--- Material provided ---

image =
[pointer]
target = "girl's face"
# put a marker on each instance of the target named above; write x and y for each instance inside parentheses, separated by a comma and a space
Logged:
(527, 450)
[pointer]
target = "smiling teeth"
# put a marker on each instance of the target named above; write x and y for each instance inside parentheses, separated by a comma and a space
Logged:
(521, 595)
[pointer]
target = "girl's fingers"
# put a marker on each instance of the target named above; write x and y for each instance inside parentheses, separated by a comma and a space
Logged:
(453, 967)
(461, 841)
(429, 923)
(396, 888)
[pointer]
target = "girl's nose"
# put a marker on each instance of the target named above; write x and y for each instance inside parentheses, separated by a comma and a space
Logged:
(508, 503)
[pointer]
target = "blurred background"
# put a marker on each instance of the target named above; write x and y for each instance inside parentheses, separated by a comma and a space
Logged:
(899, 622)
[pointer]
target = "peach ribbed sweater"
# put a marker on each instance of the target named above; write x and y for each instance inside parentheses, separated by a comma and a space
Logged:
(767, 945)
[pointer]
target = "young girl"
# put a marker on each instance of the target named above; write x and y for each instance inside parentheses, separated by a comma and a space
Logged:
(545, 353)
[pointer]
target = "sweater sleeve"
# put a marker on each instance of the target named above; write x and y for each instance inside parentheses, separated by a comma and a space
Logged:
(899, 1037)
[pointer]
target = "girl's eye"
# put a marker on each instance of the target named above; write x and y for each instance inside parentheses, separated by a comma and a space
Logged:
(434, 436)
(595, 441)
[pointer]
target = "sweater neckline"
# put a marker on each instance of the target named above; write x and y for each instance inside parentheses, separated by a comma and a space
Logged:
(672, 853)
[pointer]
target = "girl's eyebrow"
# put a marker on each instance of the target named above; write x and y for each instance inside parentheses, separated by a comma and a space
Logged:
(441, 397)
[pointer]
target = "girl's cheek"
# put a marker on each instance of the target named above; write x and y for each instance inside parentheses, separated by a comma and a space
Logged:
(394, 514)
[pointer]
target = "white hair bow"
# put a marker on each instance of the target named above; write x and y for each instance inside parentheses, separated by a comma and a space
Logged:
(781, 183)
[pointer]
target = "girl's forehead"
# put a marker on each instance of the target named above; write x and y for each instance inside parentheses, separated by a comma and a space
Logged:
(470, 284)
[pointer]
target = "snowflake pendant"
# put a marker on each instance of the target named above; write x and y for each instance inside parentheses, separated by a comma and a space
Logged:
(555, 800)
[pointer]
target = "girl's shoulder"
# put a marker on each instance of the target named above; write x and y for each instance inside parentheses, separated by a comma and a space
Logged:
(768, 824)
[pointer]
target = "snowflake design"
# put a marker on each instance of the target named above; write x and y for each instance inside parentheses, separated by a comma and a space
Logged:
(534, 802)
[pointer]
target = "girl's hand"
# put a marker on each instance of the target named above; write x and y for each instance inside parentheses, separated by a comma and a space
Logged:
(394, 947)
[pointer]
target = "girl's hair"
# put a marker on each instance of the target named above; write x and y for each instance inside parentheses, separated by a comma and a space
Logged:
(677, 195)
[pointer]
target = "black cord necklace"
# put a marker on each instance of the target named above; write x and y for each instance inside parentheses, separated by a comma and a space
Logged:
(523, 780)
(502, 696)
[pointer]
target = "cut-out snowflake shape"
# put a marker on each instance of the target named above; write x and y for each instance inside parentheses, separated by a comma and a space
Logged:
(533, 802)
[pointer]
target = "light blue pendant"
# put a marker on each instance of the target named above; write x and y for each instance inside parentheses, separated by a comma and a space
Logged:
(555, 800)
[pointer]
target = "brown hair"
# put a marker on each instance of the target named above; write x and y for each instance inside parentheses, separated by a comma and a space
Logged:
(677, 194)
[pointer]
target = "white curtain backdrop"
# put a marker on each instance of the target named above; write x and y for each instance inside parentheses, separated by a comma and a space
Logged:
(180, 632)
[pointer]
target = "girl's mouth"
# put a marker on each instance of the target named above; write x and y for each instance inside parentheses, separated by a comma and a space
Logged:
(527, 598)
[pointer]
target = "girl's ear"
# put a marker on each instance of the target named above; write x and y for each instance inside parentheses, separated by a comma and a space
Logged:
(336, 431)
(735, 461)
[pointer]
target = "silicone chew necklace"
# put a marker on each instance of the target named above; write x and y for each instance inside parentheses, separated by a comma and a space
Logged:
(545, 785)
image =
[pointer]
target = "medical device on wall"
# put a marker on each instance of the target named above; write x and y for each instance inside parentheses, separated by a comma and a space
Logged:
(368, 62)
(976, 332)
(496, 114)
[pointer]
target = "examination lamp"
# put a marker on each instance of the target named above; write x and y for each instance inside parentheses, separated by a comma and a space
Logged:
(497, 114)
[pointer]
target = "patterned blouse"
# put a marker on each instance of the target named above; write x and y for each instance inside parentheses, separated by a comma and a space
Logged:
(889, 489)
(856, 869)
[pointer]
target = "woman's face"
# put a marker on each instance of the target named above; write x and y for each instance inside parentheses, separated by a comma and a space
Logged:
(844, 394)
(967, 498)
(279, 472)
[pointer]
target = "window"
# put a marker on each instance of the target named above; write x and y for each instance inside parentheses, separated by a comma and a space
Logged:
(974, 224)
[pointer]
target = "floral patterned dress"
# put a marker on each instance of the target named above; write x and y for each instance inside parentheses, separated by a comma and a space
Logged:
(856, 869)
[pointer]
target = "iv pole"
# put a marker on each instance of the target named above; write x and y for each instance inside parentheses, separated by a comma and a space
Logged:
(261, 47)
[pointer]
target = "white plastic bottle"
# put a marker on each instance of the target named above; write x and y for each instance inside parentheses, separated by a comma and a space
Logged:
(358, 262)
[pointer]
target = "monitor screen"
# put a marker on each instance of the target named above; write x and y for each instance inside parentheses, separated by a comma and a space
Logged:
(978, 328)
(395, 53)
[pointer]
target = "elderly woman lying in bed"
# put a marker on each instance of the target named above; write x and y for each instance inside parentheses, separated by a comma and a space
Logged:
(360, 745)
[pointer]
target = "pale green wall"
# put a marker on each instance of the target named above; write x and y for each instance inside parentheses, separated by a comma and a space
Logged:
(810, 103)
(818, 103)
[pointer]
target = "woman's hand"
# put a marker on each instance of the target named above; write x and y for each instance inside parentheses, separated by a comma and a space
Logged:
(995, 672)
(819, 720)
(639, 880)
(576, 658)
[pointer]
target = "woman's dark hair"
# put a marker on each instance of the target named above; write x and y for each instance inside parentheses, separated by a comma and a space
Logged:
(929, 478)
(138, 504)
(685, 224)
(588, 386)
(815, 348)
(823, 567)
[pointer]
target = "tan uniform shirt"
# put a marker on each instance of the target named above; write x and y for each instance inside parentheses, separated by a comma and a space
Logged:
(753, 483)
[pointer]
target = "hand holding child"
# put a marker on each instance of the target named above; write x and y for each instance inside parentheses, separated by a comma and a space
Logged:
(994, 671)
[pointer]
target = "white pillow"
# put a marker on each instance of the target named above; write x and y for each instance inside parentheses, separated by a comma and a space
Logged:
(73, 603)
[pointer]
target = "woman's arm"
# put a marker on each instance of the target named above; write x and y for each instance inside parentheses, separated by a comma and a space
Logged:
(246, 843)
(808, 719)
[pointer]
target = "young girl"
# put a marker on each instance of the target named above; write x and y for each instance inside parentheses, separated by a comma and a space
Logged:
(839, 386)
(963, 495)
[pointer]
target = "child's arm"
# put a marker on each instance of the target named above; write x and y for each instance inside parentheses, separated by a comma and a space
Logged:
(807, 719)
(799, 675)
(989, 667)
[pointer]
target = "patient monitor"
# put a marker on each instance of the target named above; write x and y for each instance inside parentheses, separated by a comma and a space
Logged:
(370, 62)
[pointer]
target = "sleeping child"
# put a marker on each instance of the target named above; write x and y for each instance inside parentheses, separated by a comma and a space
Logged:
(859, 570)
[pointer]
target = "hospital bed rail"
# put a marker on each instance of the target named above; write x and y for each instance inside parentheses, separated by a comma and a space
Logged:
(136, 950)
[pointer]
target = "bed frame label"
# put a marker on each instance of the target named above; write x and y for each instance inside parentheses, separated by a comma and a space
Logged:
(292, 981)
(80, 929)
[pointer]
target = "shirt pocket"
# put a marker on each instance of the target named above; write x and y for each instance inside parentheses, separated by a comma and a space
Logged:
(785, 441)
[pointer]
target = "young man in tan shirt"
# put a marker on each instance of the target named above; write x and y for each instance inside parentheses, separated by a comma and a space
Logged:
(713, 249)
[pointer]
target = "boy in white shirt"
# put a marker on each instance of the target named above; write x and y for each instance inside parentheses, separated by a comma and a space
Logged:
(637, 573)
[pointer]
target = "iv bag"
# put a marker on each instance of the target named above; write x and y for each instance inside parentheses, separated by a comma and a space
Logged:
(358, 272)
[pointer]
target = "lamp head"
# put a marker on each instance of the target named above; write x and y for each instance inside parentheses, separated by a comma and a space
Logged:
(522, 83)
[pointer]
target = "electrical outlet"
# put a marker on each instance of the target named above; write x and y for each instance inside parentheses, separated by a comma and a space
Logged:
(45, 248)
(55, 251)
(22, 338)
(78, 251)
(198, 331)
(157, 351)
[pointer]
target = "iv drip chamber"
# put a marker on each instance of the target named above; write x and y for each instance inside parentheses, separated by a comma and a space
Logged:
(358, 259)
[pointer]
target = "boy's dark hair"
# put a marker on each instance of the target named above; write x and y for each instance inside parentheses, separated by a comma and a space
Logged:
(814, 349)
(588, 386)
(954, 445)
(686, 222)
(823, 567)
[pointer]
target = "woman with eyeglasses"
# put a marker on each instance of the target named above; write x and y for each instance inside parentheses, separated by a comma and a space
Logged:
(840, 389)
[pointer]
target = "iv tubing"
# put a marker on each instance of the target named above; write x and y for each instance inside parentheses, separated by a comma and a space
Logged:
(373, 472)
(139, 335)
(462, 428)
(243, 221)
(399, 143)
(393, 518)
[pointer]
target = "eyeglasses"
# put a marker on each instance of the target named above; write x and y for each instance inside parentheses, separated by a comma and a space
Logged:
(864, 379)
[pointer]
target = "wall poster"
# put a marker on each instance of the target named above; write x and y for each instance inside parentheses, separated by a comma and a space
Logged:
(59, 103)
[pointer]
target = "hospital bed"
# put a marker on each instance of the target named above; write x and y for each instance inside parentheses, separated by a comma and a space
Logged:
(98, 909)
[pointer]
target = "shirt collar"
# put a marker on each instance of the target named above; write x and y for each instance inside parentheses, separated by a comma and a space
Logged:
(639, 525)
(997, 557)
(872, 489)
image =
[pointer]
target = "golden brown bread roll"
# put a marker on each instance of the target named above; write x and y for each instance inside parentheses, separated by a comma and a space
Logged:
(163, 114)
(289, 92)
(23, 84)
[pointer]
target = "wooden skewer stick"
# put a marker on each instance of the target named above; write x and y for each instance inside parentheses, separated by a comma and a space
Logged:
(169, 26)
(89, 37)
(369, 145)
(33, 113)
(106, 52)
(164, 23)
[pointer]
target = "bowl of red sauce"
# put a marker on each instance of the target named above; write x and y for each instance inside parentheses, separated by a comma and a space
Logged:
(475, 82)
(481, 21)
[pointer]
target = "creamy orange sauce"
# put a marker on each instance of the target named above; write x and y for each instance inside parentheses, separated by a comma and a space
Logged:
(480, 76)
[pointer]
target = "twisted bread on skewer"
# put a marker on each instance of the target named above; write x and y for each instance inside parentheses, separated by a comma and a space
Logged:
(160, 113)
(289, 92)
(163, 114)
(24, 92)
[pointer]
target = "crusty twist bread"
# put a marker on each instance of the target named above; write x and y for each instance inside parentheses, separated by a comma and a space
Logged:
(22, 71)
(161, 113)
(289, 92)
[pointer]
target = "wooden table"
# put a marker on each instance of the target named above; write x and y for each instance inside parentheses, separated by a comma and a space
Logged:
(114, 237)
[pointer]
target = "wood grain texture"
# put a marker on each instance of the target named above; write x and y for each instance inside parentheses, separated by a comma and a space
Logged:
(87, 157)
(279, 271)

---

* **The task**: How many of the lines above contain the string "face"? Reply with the number alone.

* **Exercise answer**: 2